Entries from a point annotation set ▸
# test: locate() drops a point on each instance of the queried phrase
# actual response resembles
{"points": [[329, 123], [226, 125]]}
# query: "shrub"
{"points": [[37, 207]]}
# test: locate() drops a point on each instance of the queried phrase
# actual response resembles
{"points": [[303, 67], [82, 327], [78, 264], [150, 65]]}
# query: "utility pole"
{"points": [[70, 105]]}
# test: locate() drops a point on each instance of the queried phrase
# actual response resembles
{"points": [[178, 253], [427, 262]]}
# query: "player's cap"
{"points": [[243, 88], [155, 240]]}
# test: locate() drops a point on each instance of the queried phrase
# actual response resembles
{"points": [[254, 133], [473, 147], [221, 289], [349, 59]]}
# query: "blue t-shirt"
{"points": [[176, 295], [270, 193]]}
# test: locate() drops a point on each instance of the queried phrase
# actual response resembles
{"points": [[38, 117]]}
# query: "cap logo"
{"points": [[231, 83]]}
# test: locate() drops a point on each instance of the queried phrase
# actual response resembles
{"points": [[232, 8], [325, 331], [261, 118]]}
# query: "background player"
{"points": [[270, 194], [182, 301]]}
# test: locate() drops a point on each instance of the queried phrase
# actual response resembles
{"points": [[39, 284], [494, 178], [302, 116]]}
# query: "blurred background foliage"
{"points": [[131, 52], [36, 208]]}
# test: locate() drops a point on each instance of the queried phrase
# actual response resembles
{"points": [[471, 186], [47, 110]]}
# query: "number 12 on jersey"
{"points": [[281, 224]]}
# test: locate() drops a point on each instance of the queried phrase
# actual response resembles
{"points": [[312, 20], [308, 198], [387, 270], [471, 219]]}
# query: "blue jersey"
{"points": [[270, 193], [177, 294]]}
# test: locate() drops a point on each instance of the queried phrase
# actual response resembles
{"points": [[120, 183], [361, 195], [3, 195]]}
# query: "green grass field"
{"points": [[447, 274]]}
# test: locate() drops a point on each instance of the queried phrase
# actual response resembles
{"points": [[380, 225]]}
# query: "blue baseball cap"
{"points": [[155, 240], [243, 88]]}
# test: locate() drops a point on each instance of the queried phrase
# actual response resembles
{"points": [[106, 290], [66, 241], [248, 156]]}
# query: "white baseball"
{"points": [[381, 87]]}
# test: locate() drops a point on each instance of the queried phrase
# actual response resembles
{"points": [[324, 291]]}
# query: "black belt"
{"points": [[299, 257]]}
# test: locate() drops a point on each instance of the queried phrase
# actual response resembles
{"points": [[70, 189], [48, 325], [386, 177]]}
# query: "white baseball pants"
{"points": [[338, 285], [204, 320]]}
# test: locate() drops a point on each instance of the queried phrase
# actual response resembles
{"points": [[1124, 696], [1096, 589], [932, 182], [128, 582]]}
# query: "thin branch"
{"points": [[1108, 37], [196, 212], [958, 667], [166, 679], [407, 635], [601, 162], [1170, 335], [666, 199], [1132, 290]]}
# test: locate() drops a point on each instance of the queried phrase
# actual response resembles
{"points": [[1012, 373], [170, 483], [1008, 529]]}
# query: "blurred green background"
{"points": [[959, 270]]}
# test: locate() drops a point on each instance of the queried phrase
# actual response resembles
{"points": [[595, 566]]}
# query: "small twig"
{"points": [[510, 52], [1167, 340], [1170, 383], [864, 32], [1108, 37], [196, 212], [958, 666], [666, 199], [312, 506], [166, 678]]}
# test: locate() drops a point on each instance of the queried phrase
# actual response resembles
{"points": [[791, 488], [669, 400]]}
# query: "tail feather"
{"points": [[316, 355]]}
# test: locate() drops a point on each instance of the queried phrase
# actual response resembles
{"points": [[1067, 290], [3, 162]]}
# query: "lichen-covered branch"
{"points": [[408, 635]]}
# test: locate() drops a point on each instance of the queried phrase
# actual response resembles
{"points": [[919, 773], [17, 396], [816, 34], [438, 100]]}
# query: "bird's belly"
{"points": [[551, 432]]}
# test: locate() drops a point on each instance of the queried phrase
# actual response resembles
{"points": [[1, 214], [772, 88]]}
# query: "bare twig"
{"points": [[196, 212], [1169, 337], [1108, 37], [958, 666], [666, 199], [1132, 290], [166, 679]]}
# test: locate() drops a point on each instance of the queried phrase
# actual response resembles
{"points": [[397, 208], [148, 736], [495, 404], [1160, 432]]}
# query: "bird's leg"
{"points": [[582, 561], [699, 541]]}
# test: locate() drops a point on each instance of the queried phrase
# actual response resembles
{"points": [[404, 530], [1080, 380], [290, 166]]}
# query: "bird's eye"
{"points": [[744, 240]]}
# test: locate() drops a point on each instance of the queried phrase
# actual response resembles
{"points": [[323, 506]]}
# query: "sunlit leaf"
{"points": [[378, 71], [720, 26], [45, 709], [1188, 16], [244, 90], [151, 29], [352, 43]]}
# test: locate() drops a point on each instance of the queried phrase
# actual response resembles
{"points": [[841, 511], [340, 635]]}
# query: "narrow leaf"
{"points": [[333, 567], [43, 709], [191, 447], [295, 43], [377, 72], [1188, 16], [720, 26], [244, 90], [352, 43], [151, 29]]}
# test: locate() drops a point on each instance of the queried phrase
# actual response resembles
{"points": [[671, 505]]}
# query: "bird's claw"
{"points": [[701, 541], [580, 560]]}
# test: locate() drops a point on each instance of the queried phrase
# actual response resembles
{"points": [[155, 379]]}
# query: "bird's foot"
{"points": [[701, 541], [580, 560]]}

Aim ▸
Produce an exact copy of the whole listing.

Answer to this exercise ▸
# test: locate() drops a point on each instance of the queried phrase
# actual response resembles
{"points": [[329, 123], [226, 125]]}
# query: "shrub"
{"points": [[37, 207]]}
# test: locate() drops a point on each instance of the queried phrase
# actual response resembles
{"points": [[303, 67], [82, 327], [78, 264], [150, 65]]}
# query: "utility pole"
{"points": [[70, 105]]}
# test: locate() drops a point on each instance of the queried phrase
# actual response resembles
{"points": [[178, 253], [427, 262]]}
# query: "player's cap"
{"points": [[243, 88], [155, 240]]}
# test: locate() drops a point on each instance of the queried phrase
# actual response resembles
{"points": [[254, 133], [473, 147], [221, 289], [349, 59]]}
# query: "blue t-shirt"
{"points": [[176, 295], [270, 193]]}
# test: locate() drops a point on each instance of the queried phrase
# actual response resembles
{"points": [[38, 117]]}
# query: "cap logo"
{"points": [[231, 83]]}
# test: locate() drops a point on each instance of the queried phrase
# actual response resembles
{"points": [[232, 8], [325, 331], [261, 118]]}
# query: "background player"
{"points": [[270, 194], [182, 301]]}
# test: locate() drops a point on each instance of the queried phrase
# actual response resembles
{"points": [[39, 284], [494, 178], [302, 116]]}
# query: "blurred background foliage"
{"points": [[131, 52], [36, 208]]}
# test: locate() drops a point on each instance of the queried phrase
# actual response resembles
{"points": [[471, 186], [47, 110]]}
# query: "number 12 on jersey"
{"points": [[281, 224]]}
# test: locate() drops a point on each instance of the queried phrase
# actual response resembles
{"points": [[312, 20], [308, 198], [387, 270], [471, 219]]}
# query: "blue jersey"
{"points": [[270, 193], [177, 294]]}
# test: locate() drops a point on each instance of the queried phrase
# actual response resembles
{"points": [[120, 183], [361, 195], [3, 195]]}
# query: "green grass field"
{"points": [[447, 274]]}
# test: locate() drops a point on each instance of the queried phrase
# actual response resembles
{"points": [[380, 225]]}
# query: "blue baseball cap"
{"points": [[155, 240], [243, 88]]}
# test: locate() drops a point on each instance of the queried phrase
# actual response resembles
{"points": [[106, 290], [66, 241], [248, 156]]}
# query: "white baseball"
{"points": [[381, 87]]}
# test: locate() drops a point on each instance of the queried phrase
# actual response resembles
{"points": [[324, 291]]}
# query: "black belt"
{"points": [[299, 257]]}
# test: locate() drops a point on each instance of the queried phrase
# actual response resembles
{"points": [[70, 189], [48, 325], [386, 177]]}
# query: "white baseball pants"
{"points": [[338, 285], [204, 320]]}
# test: locate() drops a point on each instance of the queried phrase
# actual response resembles
{"points": [[1124, 696], [1096, 589], [932, 182], [128, 582]]}
# query: "thin branch"
{"points": [[1108, 37], [196, 212], [958, 667], [166, 679], [407, 635], [601, 162], [1170, 335], [666, 199], [1132, 290]]}
# test: locate() drops a point on each instance of the queried phrase
# actual response resembles
{"points": [[1012, 373], [170, 483], [1008, 529]]}
# query: "blurred green background"
{"points": [[959, 270]]}
# test: locate() drops a point on each instance of the queried phrase
# actual response resembles
{"points": [[595, 566]]}
# query: "small twig"
{"points": [[510, 52], [1167, 340], [1170, 383], [864, 32], [1108, 37], [196, 212], [958, 666], [666, 199], [312, 506], [166, 678]]}
# test: locate() drops a point on each instance of the queried phrase
# actual response resembles
{"points": [[791, 488], [669, 400]]}
# query: "tail feather"
{"points": [[316, 355]]}
# test: locate() drops a point on each instance of the queried phrase
# actual response resembles
{"points": [[1067, 290], [3, 162]]}
# query: "lichen-covered branch"
{"points": [[408, 635]]}
# test: locate() drops a point on each instance of the queried phrase
# actual response resembles
{"points": [[919, 773], [17, 396], [816, 34], [438, 100]]}
# query: "bird's belly"
{"points": [[551, 432]]}
# test: locate() drops a point on each instance of the queried phrase
# actual response resembles
{"points": [[1, 214], [772, 88]]}
# query: "bare twig"
{"points": [[196, 212], [1169, 337], [1108, 37], [958, 666], [666, 199], [1132, 290], [166, 679]]}
# test: locate() drops a point on each instance of the queried phrase
# actual response resembles
{"points": [[397, 208], [148, 736], [495, 404], [1160, 432]]}
# query: "bird's leg"
{"points": [[582, 561], [699, 541]]}
# test: locate() drops a point on each instance of the queried phrase
# actual response resembles
{"points": [[404, 530], [1080, 380], [290, 166]]}
# query: "bird's eye"
{"points": [[744, 240]]}
# test: locate() drops a point on each instance of the queried phrase
# actual response resembles
{"points": [[323, 506]]}
# query: "sunlit leaf"
{"points": [[378, 71], [720, 26], [45, 709], [1188, 16], [244, 90], [151, 29], [352, 43]]}
# test: locate() drops a point on each instance of the queried phrase
# actual response resembles
{"points": [[841, 511], [340, 635]]}
# query: "narrow leaf"
{"points": [[333, 567], [43, 709], [191, 447], [295, 43], [377, 72], [1188, 16], [720, 26], [244, 90], [352, 43], [151, 29]]}
# test: locate() drops a point on each instance of the queried phrase
# actual response resembles
{"points": [[671, 505]]}
# query: "bird's claw"
{"points": [[701, 541], [580, 560]]}
# test: locate() drops a point on each instance of the queried phrase
# actual response resembles
{"points": [[155, 379]]}
# query: "bird's foot"
{"points": [[701, 541], [580, 560]]}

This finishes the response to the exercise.